[Natural-language object grounding data]
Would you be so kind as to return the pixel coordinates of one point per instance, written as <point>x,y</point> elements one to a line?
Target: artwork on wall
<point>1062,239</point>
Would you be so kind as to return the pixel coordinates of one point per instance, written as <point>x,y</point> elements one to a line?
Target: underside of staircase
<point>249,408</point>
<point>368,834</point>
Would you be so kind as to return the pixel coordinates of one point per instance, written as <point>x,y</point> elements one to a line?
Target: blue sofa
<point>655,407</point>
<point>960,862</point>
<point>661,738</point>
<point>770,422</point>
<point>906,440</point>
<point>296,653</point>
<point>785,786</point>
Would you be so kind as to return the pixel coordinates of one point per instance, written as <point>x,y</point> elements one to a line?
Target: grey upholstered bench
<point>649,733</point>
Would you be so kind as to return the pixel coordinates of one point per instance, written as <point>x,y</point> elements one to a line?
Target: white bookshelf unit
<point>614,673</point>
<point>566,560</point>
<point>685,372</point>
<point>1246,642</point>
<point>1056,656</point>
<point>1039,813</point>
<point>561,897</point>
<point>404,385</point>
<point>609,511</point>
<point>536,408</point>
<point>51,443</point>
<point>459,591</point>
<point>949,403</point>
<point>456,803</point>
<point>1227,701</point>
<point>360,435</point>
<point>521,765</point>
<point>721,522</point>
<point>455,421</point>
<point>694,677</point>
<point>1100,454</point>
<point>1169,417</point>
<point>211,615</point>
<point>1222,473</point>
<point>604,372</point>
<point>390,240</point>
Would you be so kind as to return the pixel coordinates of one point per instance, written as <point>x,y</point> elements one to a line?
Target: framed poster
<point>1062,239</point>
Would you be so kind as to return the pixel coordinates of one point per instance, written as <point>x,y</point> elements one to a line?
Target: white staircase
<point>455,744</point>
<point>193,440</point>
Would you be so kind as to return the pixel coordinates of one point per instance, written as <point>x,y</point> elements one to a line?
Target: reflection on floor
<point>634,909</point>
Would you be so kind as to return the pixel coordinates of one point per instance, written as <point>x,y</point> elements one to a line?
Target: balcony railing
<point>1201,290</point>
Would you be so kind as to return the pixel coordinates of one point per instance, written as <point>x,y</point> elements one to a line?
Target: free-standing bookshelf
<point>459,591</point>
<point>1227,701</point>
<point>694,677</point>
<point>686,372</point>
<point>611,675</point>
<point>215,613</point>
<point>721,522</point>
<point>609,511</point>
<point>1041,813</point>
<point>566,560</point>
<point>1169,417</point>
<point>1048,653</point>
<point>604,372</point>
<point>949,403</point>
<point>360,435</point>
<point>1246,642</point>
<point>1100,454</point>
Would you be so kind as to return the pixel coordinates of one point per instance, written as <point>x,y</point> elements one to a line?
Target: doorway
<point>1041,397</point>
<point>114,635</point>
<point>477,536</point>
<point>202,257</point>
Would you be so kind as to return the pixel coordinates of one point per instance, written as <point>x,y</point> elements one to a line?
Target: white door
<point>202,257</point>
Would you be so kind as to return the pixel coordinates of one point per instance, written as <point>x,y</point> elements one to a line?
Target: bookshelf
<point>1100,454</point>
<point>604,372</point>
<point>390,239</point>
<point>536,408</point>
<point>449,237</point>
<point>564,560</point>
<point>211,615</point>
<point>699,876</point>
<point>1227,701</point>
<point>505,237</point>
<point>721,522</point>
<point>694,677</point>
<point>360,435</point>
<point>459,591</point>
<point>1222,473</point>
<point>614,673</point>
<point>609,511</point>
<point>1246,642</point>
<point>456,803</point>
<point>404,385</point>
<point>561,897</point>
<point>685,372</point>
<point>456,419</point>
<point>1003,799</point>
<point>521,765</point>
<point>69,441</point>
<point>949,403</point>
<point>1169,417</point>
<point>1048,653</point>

Your objective: Each record must appear again, word for word.

Output:
Would you be so kind as to return the pixel coordinates of one point per instance, written as <point>x,y</point> elements one to a line?
Target: artwork on wall
<point>1062,239</point>
Would you be so kind as to return the pixel coordinates of one point per instance, written as <point>x,y</point> elements one to a line?
Target: underside of staircase
<point>249,408</point>
<point>368,834</point>
Would you be so kind as to return the pixel coordinates of one point per instance, written as <point>x,y</point> elements one to a line?
Target: blue sofa
<point>655,407</point>
<point>960,862</point>
<point>661,738</point>
<point>770,422</point>
<point>906,440</point>
<point>296,653</point>
<point>785,786</point>
Would you be so kind as to return the pixel coordinates of one point per instance, written as <point>x,y</point> elements one to a line?
Target: grey upholstered bench
<point>649,733</point>
Would you be so kind as to return the pixel coordinates of one point per instance, written as <point>x,y</point> elements one to a line?
Target: white bookshelf unit
<point>614,673</point>
<point>566,560</point>
<point>685,372</point>
<point>1246,642</point>
<point>1056,656</point>
<point>1039,813</point>
<point>561,897</point>
<point>404,385</point>
<point>609,511</point>
<point>536,408</point>
<point>51,443</point>
<point>459,591</point>
<point>949,403</point>
<point>456,803</point>
<point>1227,701</point>
<point>360,435</point>
<point>521,765</point>
<point>721,522</point>
<point>455,421</point>
<point>694,677</point>
<point>1100,454</point>
<point>1169,417</point>
<point>211,615</point>
<point>1222,473</point>
<point>604,372</point>
<point>390,240</point>
Would you be so kind as to return the pixel coordinates of one point per instance, written as <point>x,y</point> elements one to a line?
Target: framed poster
<point>1062,239</point>
Would you be so kind as to return the pixel coordinates of one point per instance, written as <point>x,y</point> elements one to a line?
Target: white staircase
<point>455,744</point>
<point>193,440</point>
Would you be so kind as to return the pixel coordinates of one point per instance, written as <point>x,y</point> elements one to a line?
Target: reflection on floor
<point>634,909</point>
Would you be so kind as to return the pixel coordinates of one point per instance, written as <point>x,y</point> elements one to a line?
Target: balcony railing
<point>1201,290</point>
Would you be so kind as to return the pixel coordinates of one point per instance, written as <point>x,y</point> elements one to a line?
Target: free-standing bookshelf
<point>459,591</point>
<point>1227,701</point>
<point>694,677</point>
<point>686,372</point>
<point>611,675</point>
<point>215,613</point>
<point>721,522</point>
<point>609,511</point>
<point>1041,813</point>
<point>566,560</point>
<point>1169,417</point>
<point>1048,653</point>
<point>604,372</point>
<point>949,403</point>
<point>360,435</point>
<point>1246,642</point>
<point>1100,454</point>
Would you be so kind as to return the pixel coordinates of one point per instance, written as <point>x,y</point> elements one to a line?
Target: doorway
<point>1041,397</point>
<point>114,635</point>
<point>477,536</point>
<point>202,257</point>
Would you be so kind as to return the pixel coordinates of one point per instance, written as <point>x,y</point> elements one to a line?
Target: white door
<point>202,257</point>
Would you be so kind as to return the pixel coordinates of one point per instance, written as <point>x,y</point> elements one to a line?
Target: bookshelf
<point>1100,454</point>
<point>604,372</point>
<point>390,239</point>
<point>536,408</point>
<point>449,237</point>
<point>564,560</point>
<point>211,615</point>
<point>699,876</point>
<point>1227,701</point>
<point>505,237</point>
<point>721,522</point>
<point>694,677</point>
<point>360,435</point>
<point>459,591</point>
<point>1222,473</point>
<point>614,673</point>
<point>609,511</point>
<point>1246,642</point>
<point>456,803</point>
<point>404,385</point>
<point>561,897</point>
<point>685,372</point>
<point>456,419</point>
<point>1003,799</point>
<point>521,765</point>
<point>69,441</point>
<point>949,403</point>
<point>1169,417</point>
<point>1048,653</point>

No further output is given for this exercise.